Update the listing from the line that has "apple, it would be much appreciated." through the end, swapping "red apple" for "green apple" and keeping everything else the same. Leave the pictures out of your answer.

========================

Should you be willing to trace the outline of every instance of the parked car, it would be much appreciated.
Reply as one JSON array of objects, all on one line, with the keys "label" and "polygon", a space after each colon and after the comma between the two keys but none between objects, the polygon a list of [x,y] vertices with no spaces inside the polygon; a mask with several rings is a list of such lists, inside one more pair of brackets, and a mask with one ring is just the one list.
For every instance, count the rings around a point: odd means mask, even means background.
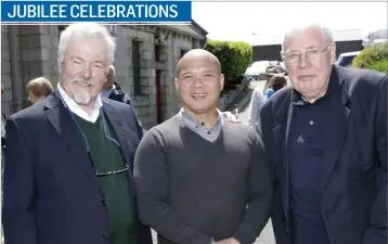
[{"label": "parked car", "polygon": [[357,55],[359,55],[360,53],[361,53],[361,51],[341,53],[338,56],[337,64],[342,67],[350,67],[354,57]]},{"label": "parked car", "polygon": [[270,61],[256,61],[245,70],[245,75],[253,77],[253,79],[259,79],[259,75],[264,73],[269,65]]}]

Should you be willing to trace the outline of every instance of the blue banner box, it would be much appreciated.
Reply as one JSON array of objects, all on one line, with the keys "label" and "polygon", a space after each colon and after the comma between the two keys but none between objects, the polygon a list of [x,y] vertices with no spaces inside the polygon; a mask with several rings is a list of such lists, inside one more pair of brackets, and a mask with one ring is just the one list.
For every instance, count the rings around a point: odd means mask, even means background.
[{"label": "blue banner box", "polygon": [[1,1],[1,23],[191,23],[191,1]]}]

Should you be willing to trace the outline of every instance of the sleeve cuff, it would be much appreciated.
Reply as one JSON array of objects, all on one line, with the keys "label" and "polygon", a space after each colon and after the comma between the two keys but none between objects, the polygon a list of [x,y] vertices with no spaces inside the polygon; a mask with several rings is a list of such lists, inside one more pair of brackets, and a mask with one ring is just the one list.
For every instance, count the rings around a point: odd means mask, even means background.
[{"label": "sleeve cuff", "polygon": [[249,223],[242,223],[238,230],[234,233],[235,237],[241,244],[251,244],[256,240],[256,231]]}]

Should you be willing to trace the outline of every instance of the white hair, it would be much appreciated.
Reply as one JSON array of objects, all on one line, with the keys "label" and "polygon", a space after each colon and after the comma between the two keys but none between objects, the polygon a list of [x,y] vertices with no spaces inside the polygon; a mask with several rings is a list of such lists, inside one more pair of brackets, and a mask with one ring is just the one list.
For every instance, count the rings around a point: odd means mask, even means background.
[{"label": "white hair", "polygon": [[282,42],[282,52],[286,51],[286,48],[287,48],[286,42],[289,37],[293,37],[296,33],[299,33],[301,30],[309,29],[309,28],[320,29],[322,37],[327,41],[327,43],[334,42],[333,31],[328,27],[323,26],[322,24],[318,24],[318,23],[305,24],[305,25],[301,25],[298,27],[293,27],[289,30],[285,31],[285,34],[283,36],[283,42]]},{"label": "white hair", "polygon": [[82,38],[98,37],[105,40],[108,50],[107,53],[108,63],[106,66],[106,70],[108,70],[109,66],[115,61],[116,40],[109,35],[108,30],[103,25],[99,25],[95,23],[72,24],[61,33],[60,48],[59,48],[60,63],[62,63],[65,57],[65,52],[68,43],[76,37],[82,37]]}]

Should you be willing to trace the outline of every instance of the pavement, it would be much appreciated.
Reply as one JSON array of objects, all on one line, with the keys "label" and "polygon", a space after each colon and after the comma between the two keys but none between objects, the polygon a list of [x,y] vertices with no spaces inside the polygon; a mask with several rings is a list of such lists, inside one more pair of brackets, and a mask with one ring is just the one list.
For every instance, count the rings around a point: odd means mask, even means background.
[{"label": "pavement", "polygon": [[[255,89],[257,86],[263,88],[264,81],[250,81],[250,88]],[[246,92],[244,95],[238,97],[238,100],[233,101],[233,106],[230,107],[230,112],[234,113],[235,104],[240,103],[238,107],[238,120],[243,124],[248,125],[248,108],[249,108],[249,101],[250,101],[251,92]],[[243,104],[242,104],[243,103]],[[153,231],[153,240],[154,244],[156,242],[156,232]],[[272,223],[271,220],[267,223],[266,228],[261,232],[260,236],[256,240],[254,244],[276,244],[273,231],[272,231]]]}]

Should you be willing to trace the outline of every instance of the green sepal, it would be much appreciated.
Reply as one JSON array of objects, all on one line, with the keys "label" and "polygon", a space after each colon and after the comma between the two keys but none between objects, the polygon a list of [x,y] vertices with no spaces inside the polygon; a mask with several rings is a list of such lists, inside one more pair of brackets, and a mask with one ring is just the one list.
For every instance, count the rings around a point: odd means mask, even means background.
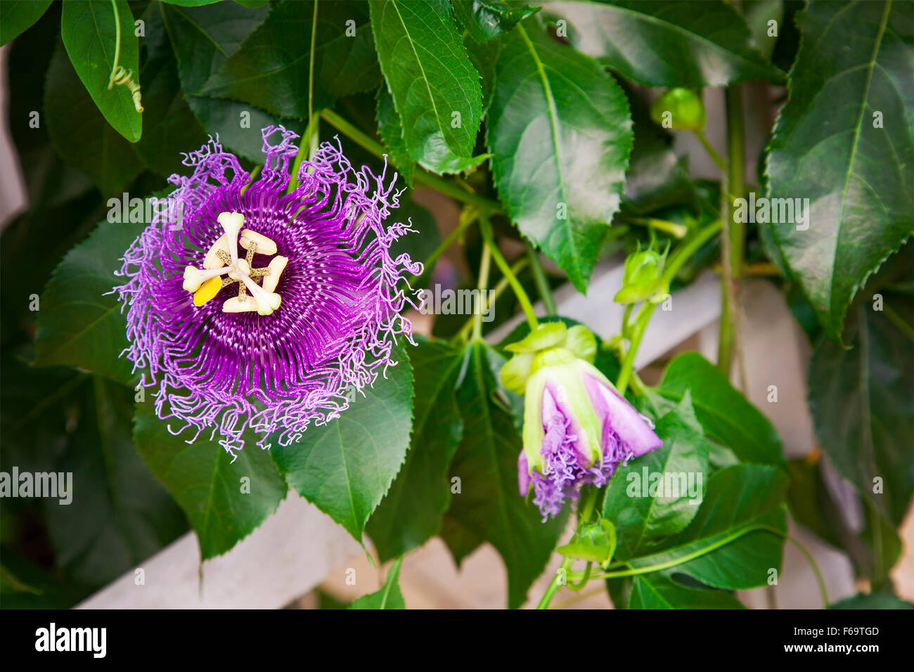
[{"label": "green sepal", "polygon": [[565,335],[565,347],[575,357],[593,364],[597,358],[597,337],[583,325],[575,325]]},{"label": "green sepal", "polygon": [[616,528],[607,518],[585,523],[569,544],[556,550],[566,558],[608,565],[616,552]]},{"label": "green sepal", "polygon": [[502,387],[515,394],[526,391],[526,381],[530,379],[530,365],[533,353],[520,352],[505,362],[501,370]]},{"label": "green sepal", "polygon": [[561,322],[544,322],[516,343],[505,346],[508,352],[537,352],[555,347],[565,340],[568,327]]}]

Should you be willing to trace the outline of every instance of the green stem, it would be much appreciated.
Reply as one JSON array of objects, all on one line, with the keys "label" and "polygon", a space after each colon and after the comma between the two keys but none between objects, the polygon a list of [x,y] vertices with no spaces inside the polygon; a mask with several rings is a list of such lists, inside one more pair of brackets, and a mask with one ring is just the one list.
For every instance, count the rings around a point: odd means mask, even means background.
[{"label": "green stem", "polygon": [[546,277],[546,271],[543,270],[543,262],[539,260],[539,252],[529,240],[526,243],[526,254],[530,258],[530,265],[533,269],[533,281],[537,283],[537,291],[539,298],[543,301],[543,307],[546,308],[546,315],[556,315],[556,300],[552,298],[552,290],[549,288],[549,280]]},{"label": "green stem", "polygon": [[790,541],[798,549],[800,549],[800,552],[806,557],[806,561],[809,562],[810,566],[813,568],[813,571],[815,573],[815,580],[819,584],[819,593],[822,595],[822,606],[824,609],[828,609],[828,604],[829,604],[828,591],[825,588],[825,580],[822,576],[822,571],[819,570],[819,565],[818,563],[816,563],[815,559],[813,557],[813,554],[806,549],[805,546],[800,543],[799,539],[791,537],[789,534],[787,534],[782,530],[778,529],[777,528],[772,528],[770,525],[760,525],[759,529],[766,529],[769,532],[773,532],[774,534],[780,535],[781,537],[783,537],[787,541]]},{"label": "green stem", "polygon": [[[734,348],[739,349],[738,325],[739,311],[737,304],[739,276],[742,272],[746,227],[736,219],[735,198],[742,197],[746,190],[745,142],[743,137],[742,87],[732,84],[727,89],[727,188],[723,198],[727,204],[724,219],[727,229],[720,237],[723,253],[723,292],[721,292],[720,340],[717,348],[717,367],[728,378],[733,360]],[[743,380],[745,384],[745,380]]]},{"label": "green stem", "polygon": [[692,258],[693,254],[698,251],[702,245],[714,238],[722,228],[723,222],[716,219],[700,229],[695,236],[683,241],[682,245],[666,260],[666,265],[664,267],[664,282],[672,283],[676,273],[679,272],[679,269]]},{"label": "green stem", "polygon": [[460,224],[457,225],[457,228],[451,231],[451,233],[448,234],[448,237],[441,240],[441,244],[435,248],[434,251],[431,252],[428,259],[422,262],[422,266],[425,269],[424,272],[428,272],[431,264],[433,264],[438,258],[441,256],[449,247],[451,247],[453,241],[456,240],[461,234],[463,233],[463,231],[465,231],[467,228],[478,219],[479,212],[476,210],[473,210],[473,213],[467,215],[466,217],[461,217],[461,221]]},{"label": "green stem", "polygon": [[[549,603],[552,602],[552,597],[558,592],[560,587],[560,581],[563,576],[568,576],[569,568],[571,566],[571,559],[566,558],[562,560],[562,564],[558,568],[558,571],[556,571],[556,575],[552,577],[552,581],[549,582],[549,587],[546,589],[546,592],[543,593],[543,597],[539,600],[539,603],[537,605],[537,609],[548,609]],[[561,571],[564,570],[565,571]]]},{"label": "green stem", "polygon": [[701,131],[699,129],[695,129],[694,133],[696,136],[698,138],[698,141],[701,143],[702,146],[705,148],[705,151],[707,152],[708,155],[710,155],[712,159],[714,159],[714,163],[717,165],[718,168],[720,168],[723,172],[726,173],[727,162],[724,161],[723,156],[717,154],[717,151],[714,148],[714,146],[709,142],[707,142],[707,138],[705,137],[704,131]]},{"label": "green stem", "polygon": [[292,175],[289,177],[289,188],[287,194],[291,194],[298,187],[298,171],[302,167],[302,161],[304,159],[305,149],[307,148],[308,158],[314,155],[317,148],[317,127],[318,119],[314,116],[314,45],[317,42],[317,4],[314,0],[314,13],[311,19],[311,58],[308,61],[308,126],[304,132],[304,137],[298,146],[298,154],[295,155],[295,163],[292,165]]},{"label": "green stem", "polygon": [[688,227],[685,224],[676,224],[666,219],[657,219],[653,217],[629,217],[624,219],[632,224],[638,224],[643,227],[656,229],[658,231],[669,233],[674,238],[685,238],[688,233]]},{"label": "green stem", "polygon": [[[730,543],[731,541],[734,541],[734,540],[739,539],[743,535],[749,534],[749,532],[757,532],[759,530],[771,531],[771,529],[768,529],[768,526],[765,526],[765,525],[756,525],[756,526],[752,526],[752,527],[749,527],[749,528],[745,528],[743,529],[740,529],[740,530],[738,530],[738,531],[733,532],[731,534],[728,534],[724,539],[718,539],[717,541],[715,541],[713,544],[708,544],[707,546],[706,546],[706,547],[704,547],[702,549],[698,549],[697,550],[694,550],[691,553],[686,553],[686,555],[684,555],[684,556],[682,556],[680,558],[675,558],[673,560],[666,560],[665,562],[660,562],[660,563],[655,564],[655,565],[646,565],[644,567],[635,567],[633,569],[632,568],[629,568],[627,570],[622,570],[621,571],[604,571],[604,572],[601,572],[601,573],[599,573],[599,574],[593,574],[593,575],[590,576],[590,578],[591,579],[618,579],[618,578],[623,577],[623,576],[638,576],[639,574],[650,574],[651,572],[654,572],[654,571],[660,571],[662,570],[668,570],[671,567],[675,567],[676,565],[685,564],[686,562],[688,562],[689,560],[693,560],[696,558],[700,558],[703,555],[707,555],[707,553],[710,553],[712,550],[717,550],[721,546],[726,546],[727,544]],[[780,532],[780,530],[778,530],[778,531]],[[621,567],[622,565],[623,565],[623,563],[620,563],[618,565],[610,565],[610,567],[611,568],[613,567],[613,566]],[[578,575],[575,572],[569,572],[569,578],[573,577],[573,578],[577,579]]]},{"label": "green stem", "polygon": [[[526,266],[526,264],[528,264],[529,262],[530,262],[529,260],[526,258],[520,259],[515,263],[514,266],[511,267],[511,271],[515,273],[515,275],[516,275],[521,271],[523,271],[524,267]],[[485,308],[488,309],[490,305],[494,305],[494,303],[498,301],[498,297],[501,296],[503,293],[505,293],[505,290],[507,289],[507,287],[508,287],[508,279],[506,276],[503,276],[501,280],[499,280],[495,283],[495,286],[492,290],[492,292],[489,293],[489,298],[488,301],[486,301]],[[463,325],[463,326],[461,327],[461,330],[457,332],[458,338],[461,338],[462,340],[464,341],[467,339],[467,337],[470,336],[470,330],[473,328],[474,317],[475,315],[467,320],[466,323]]]},{"label": "green stem", "polygon": [[[673,279],[679,272],[679,269],[683,267],[683,264],[687,261],[693,254],[695,254],[698,249],[707,242],[711,238],[717,234],[721,229],[721,222],[719,220],[714,221],[708,224],[704,229],[700,229],[696,235],[686,240],[681,246],[679,246],[676,251],[670,255],[670,258],[666,261],[666,265],[664,268],[664,275],[661,278],[661,283],[669,284],[673,282]],[[629,325],[629,316],[632,314],[632,308],[633,305],[626,306],[625,314],[622,317],[622,331],[626,331]],[[644,330],[647,328],[647,323],[651,319],[651,315],[654,313],[654,309],[656,307],[656,304],[644,304],[638,313],[638,316],[635,318],[634,331],[632,333],[632,343],[629,345],[628,352],[625,353],[625,357],[622,361],[622,370],[619,372],[619,379],[616,381],[616,389],[619,390],[620,394],[625,394],[625,389],[628,388],[629,381],[634,374],[634,357],[638,351],[638,347],[641,345],[642,336],[644,336]],[[639,383],[638,388],[643,388]]]},{"label": "green stem", "polygon": [[517,302],[524,310],[524,315],[526,315],[526,322],[530,325],[530,330],[536,329],[539,326],[539,322],[537,320],[536,313],[533,312],[533,304],[530,303],[530,297],[526,295],[526,292],[524,291],[521,283],[517,281],[517,276],[511,272],[511,267],[508,266],[508,262],[502,256],[498,245],[495,244],[495,240],[492,234],[492,222],[489,221],[489,217],[486,213],[481,212],[479,214],[479,229],[483,233],[485,247],[489,249],[493,259],[495,260],[495,264],[502,272],[502,274],[508,279],[508,283],[511,283],[511,289],[514,290],[515,296],[517,297]]},{"label": "green stem", "polygon": [[629,379],[632,378],[632,370],[634,368],[635,353],[638,352],[638,347],[641,345],[641,337],[644,336],[644,330],[647,328],[647,323],[651,319],[651,314],[654,313],[654,309],[656,307],[656,304],[644,304],[638,313],[634,332],[632,334],[632,343],[629,346],[628,352],[625,353],[622,368],[619,372],[618,380],[616,380],[616,389],[619,390],[619,394],[621,395],[625,394],[625,389],[628,388]]},{"label": "green stem", "polygon": [[[384,156],[384,146],[381,145],[380,143],[375,142],[369,138],[333,110],[322,110],[321,117],[324,121],[362,148],[367,150],[378,158],[382,158]],[[396,166],[396,164],[394,164],[392,160],[390,163]],[[435,191],[450,196],[454,200],[459,200],[462,203],[476,206],[481,210],[485,212],[493,214],[502,212],[501,204],[488,198],[484,198],[481,196],[471,194],[469,191],[462,189],[460,187],[457,187],[456,185],[453,185],[448,180],[439,177],[436,175],[431,175],[430,173],[426,173],[422,170],[416,170],[414,179],[417,183],[422,185],[423,187],[429,187],[435,189]]]},{"label": "green stem", "polygon": [[121,16],[118,15],[117,3],[112,0],[114,10],[114,62],[112,64],[112,74],[108,78],[109,91],[114,86],[114,73],[117,71],[117,62],[121,59]]},{"label": "green stem", "polygon": [[483,337],[483,297],[485,296],[485,290],[489,286],[489,266],[492,262],[492,251],[488,245],[483,248],[483,256],[479,261],[479,282],[476,283],[479,289],[479,295],[476,297],[476,313],[473,316],[473,339],[481,340]]}]

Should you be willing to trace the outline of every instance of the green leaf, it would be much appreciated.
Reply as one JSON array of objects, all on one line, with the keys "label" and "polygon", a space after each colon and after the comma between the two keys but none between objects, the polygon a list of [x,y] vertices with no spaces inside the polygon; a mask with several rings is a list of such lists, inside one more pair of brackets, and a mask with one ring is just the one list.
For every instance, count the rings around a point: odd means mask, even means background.
[{"label": "green leaf", "polygon": [[366,528],[382,562],[421,546],[441,528],[451,503],[451,459],[463,434],[456,398],[463,353],[420,341],[409,361],[415,377],[409,452]]},{"label": "green leaf", "polygon": [[442,536],[456,558],[481,540],[495,547],[507,568],[508,607],[515,609],[545,569],[565,517],[542,522],[518,493],[521,440],[497,382],[505,358],[481,342],[464,357],[457,390],[463,440],[451,464],[460,492],[452,497]]},{"label": "green leaf", "polygon": [[[260,129],[282,120],[245,102],[200,95],[200,91],[248,34],[262,23],[267,8],[246,9],[228,2],[193,9],[169,5],[160,8],[194,116],[209,133],[218,133],[225,146],[255,163],[262,162]],[[293,126],[286,123],[287,128]]]},{"label": "green leaf", "polygon": [[627,566],[675,566],[677,573],[727,590],[765,585],[770,570],[780,571],[783,538],[753,528],[786,530],[786,487],[787,476],[771,466],[721,469],[708,479],[705,502],[689,527]]},{"label": "green leaf", "polygon": [[544,13],[568,21],[579,51],[640,84],[702,89],[784,79],[739,13],[719,0],[549,3]]},{"label": "green leaf", "polygon": [[657,386],[660,396],[680,400],[688,390],[698,421],[708,437],[732,450],[743,462],[781,465],[781,437],[774,425],[696,352],[674,357]]},{"label": "green leaf", "polygon": [[[621,466],[606,488],[603,517],[616,526],[619,560],[636,555],[651,539],[685,529],[698,513],[705,494],[708,445],[688,391],[659,420],[655,431],[663,446]],[[654,474],[663,480],[651,496]],[[664,485],[667,479],[669,493]]]},{"label": "green leaf", "polygon": [[59,44],[48,69],[44,109],[54,148],[86,173],[102,197],[120,196],[142,172],[133,145],[105,123]]},{"label": "green leaf", "polygon": [[452,0],[451,6],[470,37],[477,42],[497,37],[540,9],[529,5],[515,8],[502,0]]},{"label": "green leaf", "polygon": [[[192,429],[177,435],[159,420],[155,401],[136,404],[133,442],[155,477],[178,503],[200,544],[201,560],[225,553],[266,520],[286,494],[270,453],[245,436],[237,458]],[[179,427],[172,429],[178,430]]]},{"label": "green leaf", "polygon": [[482,89],[445,0],[371,0],[381,71],[417,161],[472,156]]},{"label": "green leaf", "polygon": [[0,47],[30,28],[48,11],[51,0],[5,0],[0,3]]},{"label": "green leaf", "polygon": [[186,529],[177,505],[133,448],[133,392],[94,377],[56,471],[71,473],[72,501],[45,499],[58,563],[93,586],[108,583]]},{"label": "green leaf", "polygon": [[403,126],[399,123],[397,110],[394,109],[394,99],[390,97],[387,85],[377,88],[377,134],[390,152],[390,160],[397,166],[406,186],[411,187],[416,162],[407,149],[406,141],[403,139]]},{"label": "green leaf", "polygon": [[[900,305],[909,315],[910,303]],[[881,307],[894,310],[887,297]],[[815,347],[810,410],[819,444],[838,473],[899,526],[914,494],[914,353],[885,310],[865,302],[852,317],[850,349],[826,338]]]},{"label": "green leaf", "polygon": [[[406,140],[403,138],[403,127],[387,86],[381,86],[377,90],[377,133],[390,150],[390,158],[398,169],[400,169],[400,166],[407,166],[402,171],[403,179],[408,186],[411,186],[414,161],[407,148]],[[446,144],[440,143],[427,146],[419,163],[423,168],[442,175],[472,170],[487,158],[489,158],[487,154],[477,156],[457,156]]]},{"label": "green leaf", "polygon": [[409,254],[413,261],[424,261],[441,243],[441,235],[434,216],[416,202],[413,193],[409,191],[400,196],[400,207],[392,217],[396,221],[409,222],[416,232],[397,239],[390,246],[390,257],[397,259],[400,254]]},{"label": "green leaf", "polygon": [[632,152],[622,90],[527,19],[502,37],[486,142],[511,219],[580,292],[619,209]]},{"label": "green leaf", "polygon": [[[133,74],[138,81],[139,42],[134,34],[133,15],[126,0],[114,0],[121,26],[121,51],[117,64]],[[108,123],[127,140],[135,143],[143,133],[143,116],[133,105],[130,90],[114,85],[114,10],[110,0],[64,0],[60,37],[86,90]]]},{"label": "green leaf", "polygon": [[299,495],[361,543],[366,521],[388,493],[409,447],[412,368],[402,347],[399,362],[356,395],[340,417],[312,425],[297,443],[274,446],[272,458]]},{"label": "green leaf", "polygon": [[167,177],[186,170],[182,155],[203,144],[207,135],[181,90],[163,11],[153,4],[141,16],[145,22],[147,57],[140,69],[144,129],[136,154],[150,170]]},{"label": "green leaf", "polygon": [[103,221],[70,250],[54,271],[39,300],[35,364],[78,367],[128,384],[133,365],[121,353],[127,347],[126,320],[114,294],[121,284],[114,271],[142,225]]},{"label": "green leaf", "polygon": [[634,577],[629,609],[745,609],[731,592],[687,588],[660,573]]},{"label": "green leaf", "polygon": [[402,558],[398,558],[390,569],[388,570],[388,578],[384,581],[384,587],[377,592],[363,595],[349,605],[350,609],[406,609],[406,602],[403,600],[403,593],[400,592],[399,584],[397,582],[399,577],[400,566],[403,563]]},{"label": "green leaf", "polygon": [[809,200],[804,223],[769,226],[837,340],[857,289],[914,229],[914,5],[813,2],[797,22],[766,175],[771,197]]},{"label": "green leaf", "polygon": [[790,460],[787,468],[791,475],[787,492],[791,516],[820,539],[836,549],[843,549],[837,521],[842,512],[828,492],[818,459]]},{"label": "green leaf", "polygon": [[673,136],[650,117],[647,103],[633,90],[626,90],[634,124],[634,147],[625,179],[622,212],[643,215],[667,206],[691,204],[695,186],[688,176],[688,160],[673,151]]},{"label": "green leaf", "polygon": [[[273,6],[212,76],[202,93],[257,105],[278,116],[308,117],[314,5],[287,0]],[[355,22],[355,35],[347,31]],[[314,42],[314,109],[377,84],[368,12],[364,3],[320,3]]]}]

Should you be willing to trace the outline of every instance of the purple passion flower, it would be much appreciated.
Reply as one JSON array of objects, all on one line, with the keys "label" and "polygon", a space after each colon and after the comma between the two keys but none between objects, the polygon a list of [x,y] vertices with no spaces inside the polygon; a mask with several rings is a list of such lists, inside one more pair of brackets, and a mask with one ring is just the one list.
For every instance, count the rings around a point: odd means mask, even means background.
[{"label": "purple passion flower", "polygon": [[540,325],[508,346],[502,382],[525,394],[524,450],[517,482],[543,519],[556,517],[584,485],[601,487],[620,464],[659,448],[654,427],[590,362],[596,339],[583,326]]},{"label": "purple passion flower", "polygon": [[[189,176],[160,201],[152,223],[123,256],[114,288],[127,310],[124,351],[157,386],[155,411],[201,432],[228,453],[242,433],[269,448],[297,441],[348,407],[354,393],[396,365],[397,335],[412,342],[398,288],[422,265],[390,246],[410,231],[385,227],[402,192],[338,144],[303,161],[289,194],[296,133],[262,131],[263,170],[251,182],[218,139],[186,155]],[[188,443],[191,443],[188,442]]]}]

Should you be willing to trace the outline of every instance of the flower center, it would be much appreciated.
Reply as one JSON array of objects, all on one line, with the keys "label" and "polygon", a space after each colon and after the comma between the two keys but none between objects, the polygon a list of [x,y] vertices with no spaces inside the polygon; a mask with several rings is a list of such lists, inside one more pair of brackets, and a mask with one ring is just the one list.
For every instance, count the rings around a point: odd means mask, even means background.
[{"label": "flower center", "polygon": [[[273,290],[289,259],[277,255],[265,268],[251,268],[254,254],[272,256],[277,251],[276,243],[257,231],[242,229],[244,215],[239,212],[221,212],[217,219],[225,234],[207,251],[202,269],[185,267],[184,289],[194,294],[194,304],[199,306],[214,299],[223,287],[238,283],[238,295],[222,304],[223,313],[256,310],[261,315],[271,315],[282,301]],[[248,251],[245,258],[238,256],[239,244]]]}]

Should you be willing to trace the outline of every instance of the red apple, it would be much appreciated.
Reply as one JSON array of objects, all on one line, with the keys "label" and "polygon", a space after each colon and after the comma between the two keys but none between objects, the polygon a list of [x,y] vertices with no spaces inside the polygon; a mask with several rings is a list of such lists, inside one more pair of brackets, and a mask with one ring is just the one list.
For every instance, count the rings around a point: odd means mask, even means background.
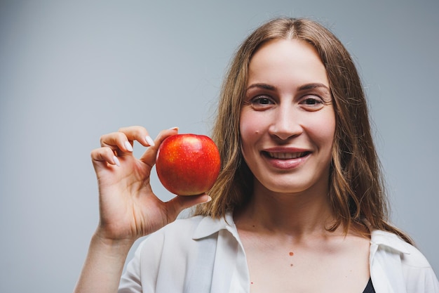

========================

▶ CORRECT RESULT
Should you be willing to trace the outline of every instance of the green apple, it would be much appreciated.
Reply as one JSON array of objects, all on one line, with the keys "label" and "polygon", a space after each colon and after the comma between the two keys but none between objects, the polygon a list of [x,y] vertices with no spaces inside the polygon; a mask with several rings is a list of such lists, inside one more pair of brackets, and a mask with one ring is just the one list.
For every instance, count the rings around a point: odd means mask, even means background.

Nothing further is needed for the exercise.